> EXERCISE 1
Count the lines in the records below that contain the string "blurred", treating uppercase and lowercase as different, and reply with the number alone.
■ ■ ■ ■
# Doubts in ACS Skill assessment Process



## vishnuvpotty (Jan 27, 2014)

Dear all,

I am planning to submit skill assessment application very soon.
I have gone through so manythreads and posts and i am confused with reference letter from previous employers,

I only have relieving letter from previous employers and yes I have payslips too.

So do i need to have reference letters as well?

The relieving letter is in company's letter head signed by HR manager. So will that suffice?
But payslips looks like plain paper printouts. No letter head or any info like that. It has only company name, registration number etc.
So how will i get that attested ?

Kindly let me know.

Other than this please share your experiences or unexpected situations you faced during submission of Skill assessment form so that it may help me too. 

Cheers 
VVP


----------



## amitk0703 (Oct 6, 2012)

vishnuvpotty said:


> Dear all,
> 
> I am planning to submit skill assessment application very soon.
> I have gone through so manythreads and posts and i am confused with reference letter from previous employers,
> ...


Yeah reference letter is a must. If you cannot get one from the employer then go for a statutory declaration by a Manager or colleague.

Amit


----------



## espresso (Nov 2, 2012)

Hi vishnuvpotty, 

you should get new reference letters in any case. ACS has streamlined the process quite a bit, so you only need one reference letter per job and no payslips, join/release letters etc. However, they want you to follow a very rigid template and the letters have to list your tasks/responsibilities, which should ideally match the ANZSCO code tasks/responsibilities .

Follow the ACS Reference Letter Sample when you prepare the letters. You can use the same format for statutory declarations from a colleague/manager: just remove the company letter head, add one line about your work relationship and a _"I believe that the statements in this declaration are true in every particular"_ clause at the end. 

Cheers, 
Monika


----------



## vishnuvpotty (Jan 27, 2014)

Oh!! 

1) The relieving letter has almost all duties like mentioned in sample reference letter provided in above link except duties / responsibilities .Even if i apply a new i doubt they will give the letter with duties / responsibilities.

2) So choice is statutory declaration . Can my senior sign on that declaration ? and can that be done in Indian stamp papers? I know some seniors who are still working there. 
So i need copy of their ID and business card right?

So please let me know.  
I am gathering info as fast as possible.


----------



## vishnuvpotty (Jan 27, 2014)

3) And how about letter from current job? do we need anything ?
because i cant ask for this purpose!
■ ■ ■ ■
> EXERCISE 2
Please transcribe the thread above on ACS skill assessment from "But payslips looks" to "Kindly let me know.", word for word.

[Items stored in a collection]
■ ■ ■ ■
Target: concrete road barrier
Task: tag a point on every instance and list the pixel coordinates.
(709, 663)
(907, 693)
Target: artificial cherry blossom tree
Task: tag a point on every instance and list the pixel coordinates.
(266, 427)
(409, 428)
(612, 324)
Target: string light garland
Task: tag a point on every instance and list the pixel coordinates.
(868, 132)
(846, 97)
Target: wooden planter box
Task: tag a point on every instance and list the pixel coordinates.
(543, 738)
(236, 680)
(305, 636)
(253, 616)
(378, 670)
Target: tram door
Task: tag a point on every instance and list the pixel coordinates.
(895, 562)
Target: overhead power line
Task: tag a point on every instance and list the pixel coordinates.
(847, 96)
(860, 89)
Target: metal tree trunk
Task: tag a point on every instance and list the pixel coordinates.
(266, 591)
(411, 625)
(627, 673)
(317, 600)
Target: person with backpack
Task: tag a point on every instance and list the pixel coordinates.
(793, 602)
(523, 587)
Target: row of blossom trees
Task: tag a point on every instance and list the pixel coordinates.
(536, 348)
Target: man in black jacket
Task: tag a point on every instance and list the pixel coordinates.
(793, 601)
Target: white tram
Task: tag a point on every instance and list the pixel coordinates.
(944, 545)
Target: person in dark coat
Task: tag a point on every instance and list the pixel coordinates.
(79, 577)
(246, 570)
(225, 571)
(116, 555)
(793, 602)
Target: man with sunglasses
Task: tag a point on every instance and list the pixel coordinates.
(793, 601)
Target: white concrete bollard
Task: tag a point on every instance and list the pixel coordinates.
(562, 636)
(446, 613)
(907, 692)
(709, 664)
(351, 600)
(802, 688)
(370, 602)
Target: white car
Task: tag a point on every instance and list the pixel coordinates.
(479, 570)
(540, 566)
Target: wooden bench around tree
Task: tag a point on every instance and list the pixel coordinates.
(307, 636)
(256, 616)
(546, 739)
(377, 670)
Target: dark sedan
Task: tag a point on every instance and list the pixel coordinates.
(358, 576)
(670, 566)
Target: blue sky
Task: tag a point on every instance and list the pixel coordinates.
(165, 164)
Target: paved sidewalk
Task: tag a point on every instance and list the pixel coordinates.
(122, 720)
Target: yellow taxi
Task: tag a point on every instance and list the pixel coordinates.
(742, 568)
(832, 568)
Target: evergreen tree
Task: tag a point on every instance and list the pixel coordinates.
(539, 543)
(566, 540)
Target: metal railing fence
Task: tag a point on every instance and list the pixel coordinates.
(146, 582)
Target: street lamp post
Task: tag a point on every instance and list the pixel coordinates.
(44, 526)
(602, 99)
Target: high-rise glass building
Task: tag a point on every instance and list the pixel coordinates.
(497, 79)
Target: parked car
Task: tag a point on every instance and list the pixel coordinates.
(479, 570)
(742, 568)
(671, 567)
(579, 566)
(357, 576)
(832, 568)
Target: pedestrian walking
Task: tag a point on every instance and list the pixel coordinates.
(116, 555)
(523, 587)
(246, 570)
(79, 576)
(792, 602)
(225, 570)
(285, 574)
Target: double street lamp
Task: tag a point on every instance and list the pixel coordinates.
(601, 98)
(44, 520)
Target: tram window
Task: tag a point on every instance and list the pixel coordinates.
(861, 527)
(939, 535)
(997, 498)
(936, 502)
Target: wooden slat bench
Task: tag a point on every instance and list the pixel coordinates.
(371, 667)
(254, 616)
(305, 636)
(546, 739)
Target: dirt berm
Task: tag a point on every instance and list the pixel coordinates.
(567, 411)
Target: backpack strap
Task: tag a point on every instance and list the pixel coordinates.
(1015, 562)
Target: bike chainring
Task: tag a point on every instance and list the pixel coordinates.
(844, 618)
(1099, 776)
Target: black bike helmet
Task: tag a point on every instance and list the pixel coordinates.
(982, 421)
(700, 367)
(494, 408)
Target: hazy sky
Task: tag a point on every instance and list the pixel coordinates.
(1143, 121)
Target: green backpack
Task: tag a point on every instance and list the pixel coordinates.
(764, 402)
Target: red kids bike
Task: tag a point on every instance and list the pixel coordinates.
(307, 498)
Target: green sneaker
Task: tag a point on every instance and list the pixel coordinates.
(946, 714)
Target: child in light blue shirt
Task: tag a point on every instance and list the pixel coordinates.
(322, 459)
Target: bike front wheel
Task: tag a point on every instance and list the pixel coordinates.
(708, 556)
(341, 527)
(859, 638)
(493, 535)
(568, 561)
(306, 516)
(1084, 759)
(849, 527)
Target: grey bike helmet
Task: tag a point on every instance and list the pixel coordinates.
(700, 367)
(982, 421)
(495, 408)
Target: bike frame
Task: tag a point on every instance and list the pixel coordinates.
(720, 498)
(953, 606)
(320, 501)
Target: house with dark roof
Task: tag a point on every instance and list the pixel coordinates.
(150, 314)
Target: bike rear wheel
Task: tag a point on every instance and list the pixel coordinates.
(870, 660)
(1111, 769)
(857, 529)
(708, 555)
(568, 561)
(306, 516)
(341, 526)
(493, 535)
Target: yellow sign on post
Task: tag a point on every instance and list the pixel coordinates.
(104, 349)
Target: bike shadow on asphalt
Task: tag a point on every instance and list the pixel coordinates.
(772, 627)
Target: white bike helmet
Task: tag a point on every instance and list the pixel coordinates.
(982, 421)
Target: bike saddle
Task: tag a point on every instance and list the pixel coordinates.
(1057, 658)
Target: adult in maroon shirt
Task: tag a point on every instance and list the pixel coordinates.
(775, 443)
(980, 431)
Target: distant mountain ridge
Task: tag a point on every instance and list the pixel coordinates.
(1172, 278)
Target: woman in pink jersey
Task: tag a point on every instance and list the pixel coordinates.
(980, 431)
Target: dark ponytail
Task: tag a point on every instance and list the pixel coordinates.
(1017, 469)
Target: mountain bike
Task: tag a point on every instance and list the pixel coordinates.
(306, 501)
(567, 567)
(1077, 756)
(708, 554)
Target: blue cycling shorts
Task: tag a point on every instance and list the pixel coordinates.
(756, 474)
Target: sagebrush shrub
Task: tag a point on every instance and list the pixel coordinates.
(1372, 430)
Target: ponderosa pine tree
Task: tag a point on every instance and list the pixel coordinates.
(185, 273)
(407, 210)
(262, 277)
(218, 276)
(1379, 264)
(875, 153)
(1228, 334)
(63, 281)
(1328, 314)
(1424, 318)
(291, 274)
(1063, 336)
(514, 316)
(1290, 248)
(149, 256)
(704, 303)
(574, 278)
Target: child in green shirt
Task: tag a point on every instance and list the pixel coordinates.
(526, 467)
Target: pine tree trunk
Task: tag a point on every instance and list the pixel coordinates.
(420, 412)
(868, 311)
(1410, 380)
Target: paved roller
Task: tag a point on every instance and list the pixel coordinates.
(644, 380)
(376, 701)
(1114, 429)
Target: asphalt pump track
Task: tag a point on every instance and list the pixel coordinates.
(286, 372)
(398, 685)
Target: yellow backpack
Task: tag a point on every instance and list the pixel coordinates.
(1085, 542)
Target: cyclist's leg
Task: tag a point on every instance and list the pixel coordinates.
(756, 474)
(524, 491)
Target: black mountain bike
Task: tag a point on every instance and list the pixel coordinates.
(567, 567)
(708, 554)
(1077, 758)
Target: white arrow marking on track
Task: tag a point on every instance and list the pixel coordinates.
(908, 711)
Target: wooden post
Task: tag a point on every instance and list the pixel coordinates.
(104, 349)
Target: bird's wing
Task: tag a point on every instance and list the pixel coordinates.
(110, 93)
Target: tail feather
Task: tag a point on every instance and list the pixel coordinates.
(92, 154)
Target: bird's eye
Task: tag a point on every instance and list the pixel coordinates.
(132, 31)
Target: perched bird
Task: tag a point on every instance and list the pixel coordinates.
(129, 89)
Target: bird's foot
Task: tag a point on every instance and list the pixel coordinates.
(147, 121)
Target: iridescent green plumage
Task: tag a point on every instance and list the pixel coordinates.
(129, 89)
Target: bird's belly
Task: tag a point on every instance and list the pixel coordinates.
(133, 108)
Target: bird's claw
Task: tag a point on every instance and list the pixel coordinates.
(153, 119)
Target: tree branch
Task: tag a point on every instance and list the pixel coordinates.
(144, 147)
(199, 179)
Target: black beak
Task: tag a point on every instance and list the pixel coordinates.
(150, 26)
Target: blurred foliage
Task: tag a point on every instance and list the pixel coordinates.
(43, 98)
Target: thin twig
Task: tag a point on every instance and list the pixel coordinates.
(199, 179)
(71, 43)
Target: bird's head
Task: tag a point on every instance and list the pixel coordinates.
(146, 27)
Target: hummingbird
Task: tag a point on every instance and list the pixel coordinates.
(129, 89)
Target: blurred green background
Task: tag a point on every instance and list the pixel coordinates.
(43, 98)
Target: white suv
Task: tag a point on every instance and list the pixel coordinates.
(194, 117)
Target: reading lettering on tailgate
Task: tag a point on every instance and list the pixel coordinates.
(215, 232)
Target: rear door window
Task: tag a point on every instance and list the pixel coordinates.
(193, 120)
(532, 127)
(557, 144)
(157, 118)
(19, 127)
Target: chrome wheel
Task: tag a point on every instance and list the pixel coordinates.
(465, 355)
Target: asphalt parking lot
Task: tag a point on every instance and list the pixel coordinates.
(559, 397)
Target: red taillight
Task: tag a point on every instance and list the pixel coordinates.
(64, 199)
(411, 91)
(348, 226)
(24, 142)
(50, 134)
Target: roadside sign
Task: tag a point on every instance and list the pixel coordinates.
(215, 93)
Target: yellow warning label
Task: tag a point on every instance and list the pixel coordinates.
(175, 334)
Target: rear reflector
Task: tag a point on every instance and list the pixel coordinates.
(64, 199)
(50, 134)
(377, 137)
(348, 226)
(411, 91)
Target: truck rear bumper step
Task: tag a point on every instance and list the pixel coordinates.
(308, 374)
■ ■ ■ ■
> CORRECT RESULT 1
2

> CORRECT RESULT 2
But payslips looks like plain paper printouts. No letter head or any info like that. It has only company name, registration number etc.
So how will i get that attested ?

Kindly let me know.